§ Objectif de l'exercice
Reprenez le texte sur les Bushmen du Kalahari central et écrivez la suite à partir de sa dernière phrase.

Les Gana et Gwi sont des chasseurs-cueilleurs qui vivent sur cette terre depuis des milliers d'années. En 1961, une grande partie de leur territoire a été transformée en réserve (la Réserve de gibier du Kalahari central – CKGR) afin de protéger le gibier dont ils dépendent. Mais depuis 17 ans, le gouvernement du Botswana mène une campagne de harcèlement pour les en chasser, campagne qui a atteint son paroxysme lorsque les autorités ont, l'an dernier, fait détruire leur système d'approvisionnement en eau. La plupart de ceux qui ont été contraints de partir, vivent désormais dans de sinistres camps loin de la réserve, où règnent alcoolisme, misère et ennui et où se développe le virus HIV du sida.
Malgré d'intenses manuvres d'intimidation, près de 50 Bushmen ont refusé de quitter la réserve. Au moins 50 autres y sont retournés après leur expulsion. Pourtant, ils ont à subir la pression continuelle des représentants politiques locaux qui veulent les voir partir. Ils ont désormais très peu d'eau pour subsister et ont été interdits de chasse. Les Bushmen qui vivent dans les camps doivent obtenir des autorisations pour pénétrer dans la réserve, qui sont limitées à de courts séjours et ne sont pas autorisés à apporter de la nourriture et de l'eau à leurs familles.

§ Données fournies

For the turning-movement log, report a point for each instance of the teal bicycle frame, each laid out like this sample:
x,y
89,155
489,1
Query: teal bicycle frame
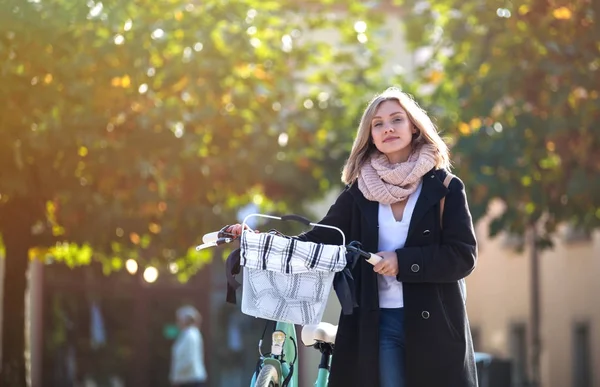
x,y
282,364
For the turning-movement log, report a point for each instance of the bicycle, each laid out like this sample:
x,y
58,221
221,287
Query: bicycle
x,y
276,368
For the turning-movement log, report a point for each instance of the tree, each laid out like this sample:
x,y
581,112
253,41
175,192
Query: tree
x,y
128,129
517,85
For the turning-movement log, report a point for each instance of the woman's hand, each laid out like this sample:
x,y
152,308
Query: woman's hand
x,y
388,265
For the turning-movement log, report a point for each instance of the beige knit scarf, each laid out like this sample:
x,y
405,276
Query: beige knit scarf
x,y
387,183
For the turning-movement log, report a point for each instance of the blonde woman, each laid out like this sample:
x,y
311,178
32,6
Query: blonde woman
x,y
410,328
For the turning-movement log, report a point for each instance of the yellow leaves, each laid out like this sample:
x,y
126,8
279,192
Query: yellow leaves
x,y
134,238
484,69
154,228
472,126
162,206
38,253
464,128
562,13
226,99
576,95
475,123
123,81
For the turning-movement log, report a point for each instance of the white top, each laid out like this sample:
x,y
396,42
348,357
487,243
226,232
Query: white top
x,y
187,357
392,236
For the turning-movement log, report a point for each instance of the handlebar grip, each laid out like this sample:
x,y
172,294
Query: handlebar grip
x,y
296,218
210,237
374,259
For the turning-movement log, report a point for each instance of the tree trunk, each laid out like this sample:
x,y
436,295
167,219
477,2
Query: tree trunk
x,y
535,310
16,233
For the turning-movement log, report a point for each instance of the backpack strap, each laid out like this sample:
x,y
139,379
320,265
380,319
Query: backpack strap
x,y
446,182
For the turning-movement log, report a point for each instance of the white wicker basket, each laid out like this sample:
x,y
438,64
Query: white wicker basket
x,y
287,280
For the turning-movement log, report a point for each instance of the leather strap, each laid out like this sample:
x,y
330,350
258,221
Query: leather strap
x,y
447,181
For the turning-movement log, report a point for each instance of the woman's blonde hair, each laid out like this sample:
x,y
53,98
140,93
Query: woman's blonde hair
x,y
363,145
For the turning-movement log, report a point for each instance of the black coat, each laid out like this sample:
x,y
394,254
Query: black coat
x,y
432,265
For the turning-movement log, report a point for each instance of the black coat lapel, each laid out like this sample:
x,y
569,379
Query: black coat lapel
x,y
432,192
369,209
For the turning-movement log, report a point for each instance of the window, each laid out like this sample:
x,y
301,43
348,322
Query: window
x,y
582,362
518,354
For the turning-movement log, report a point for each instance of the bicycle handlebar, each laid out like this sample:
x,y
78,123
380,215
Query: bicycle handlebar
x,y
220,237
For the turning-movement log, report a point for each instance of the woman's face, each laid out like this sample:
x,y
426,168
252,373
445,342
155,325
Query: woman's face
x,y
392,131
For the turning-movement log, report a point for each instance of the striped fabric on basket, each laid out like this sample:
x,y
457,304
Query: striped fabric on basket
x,y
264,251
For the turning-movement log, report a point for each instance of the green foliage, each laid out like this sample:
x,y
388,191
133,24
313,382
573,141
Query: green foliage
x,y
131,128
517,85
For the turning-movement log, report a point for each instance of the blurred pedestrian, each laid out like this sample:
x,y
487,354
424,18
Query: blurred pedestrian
x,y
187,357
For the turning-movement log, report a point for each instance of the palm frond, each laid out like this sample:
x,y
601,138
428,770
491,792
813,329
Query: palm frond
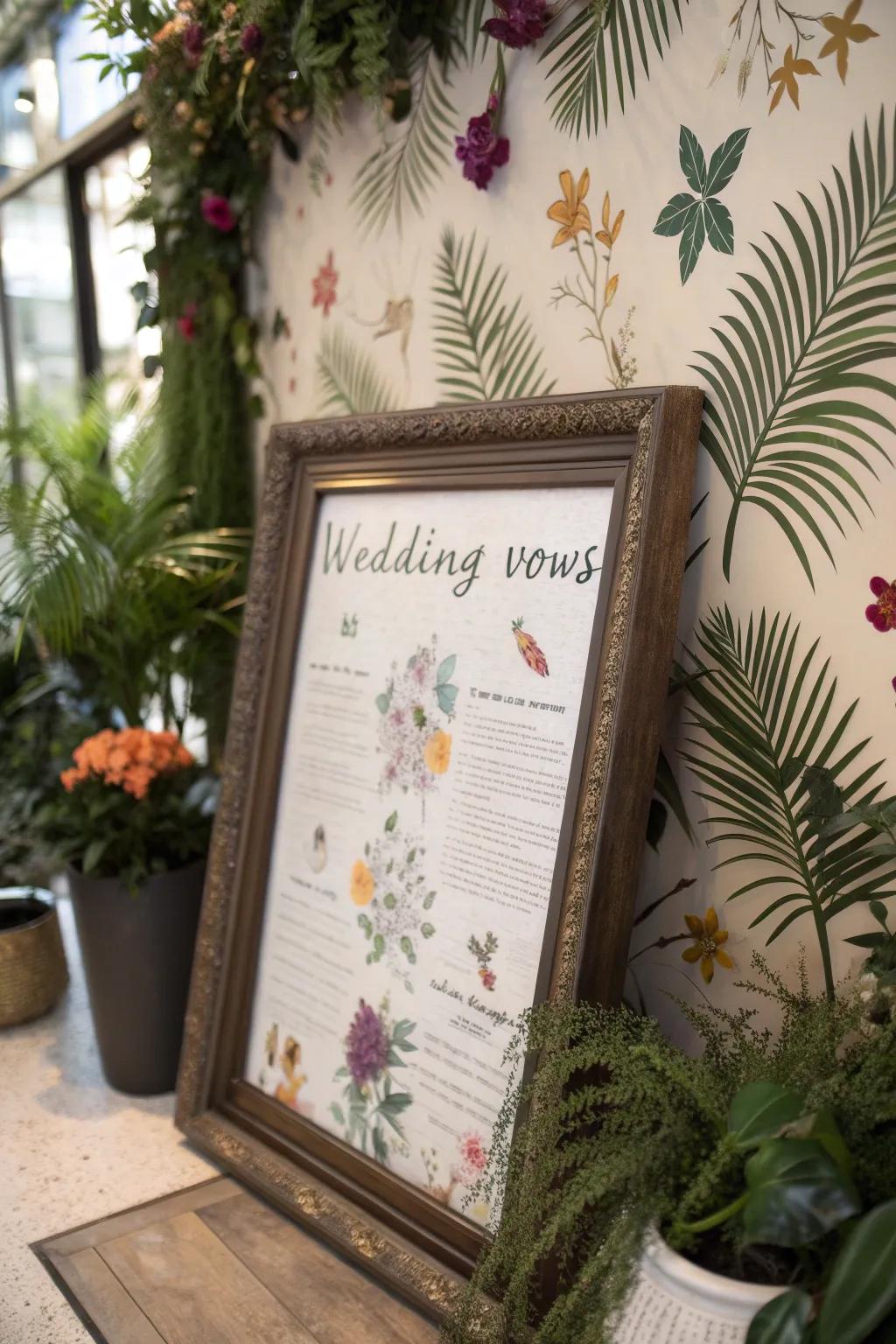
x,y
349,381
762,711
484,341
601,52
788,424
404,170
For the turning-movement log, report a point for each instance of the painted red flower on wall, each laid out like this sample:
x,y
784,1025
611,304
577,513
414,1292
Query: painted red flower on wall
x,y
324,286
883,612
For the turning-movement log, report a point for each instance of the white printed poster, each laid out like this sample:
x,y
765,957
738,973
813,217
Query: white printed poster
x,y
436,704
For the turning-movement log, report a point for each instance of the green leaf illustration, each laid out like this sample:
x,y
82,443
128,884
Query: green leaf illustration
x,y
724,160
484,343
788,423
675,215
692,160
414,153
348,378
692,241
720,230
760,704
599,52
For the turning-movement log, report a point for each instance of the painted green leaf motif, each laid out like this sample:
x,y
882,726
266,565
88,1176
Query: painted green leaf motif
x,y
599,54
788,423
692,240
758,704
675,214
348,379
692,160
484,341
720,230
407,167
724,160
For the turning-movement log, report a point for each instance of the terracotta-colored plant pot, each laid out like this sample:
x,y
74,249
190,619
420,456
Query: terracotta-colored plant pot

§ Réponse finale
Le gouvernement du Botswana, qui refuse tout débat sur le droit des Bushmen à vivre en paix sur leur propre terre, a engagé une société de communication spécialement chargée de contrecarrer la campagne internationale de soutien aux Bushmen; le secrétaire permanent au ministère des Mines (et vice-président de Debswana), M. Tombale, a récemment traité Survival d'organisation terroriste' et son gouvernement a interdit l'utilisation du matériel éducatif fourni par Survival dans les écoles du pays.
Interrogé par Survival sur sa ligne politique concernant les peuples indigènes, la compagnie De Beers a fini par admettre qu'elle n'en avait aucune. Elle est même allée plus loin, affirmant qu'une politique spécifique sur les droits des peuples indigènes équivaudrait à une mesure d'apartheid! Curieusement, De Beers ne tient pas ce discours au Canada où une puissante organisation de défense des droits indigènes a contraint la compagnie à établir des accords avec les Indiens avant toute prospection sur leurs terres. De Beers semble prête à reconnaître les droits indigènes dans les pays où elle n'a pas le choix, en revanche elle refuse que de telles idées germent près de chez elle, en Afrique australe. Le leader de la principale organisation aborigène d'Australie a qualifié son attitude d'absurde et agressive'.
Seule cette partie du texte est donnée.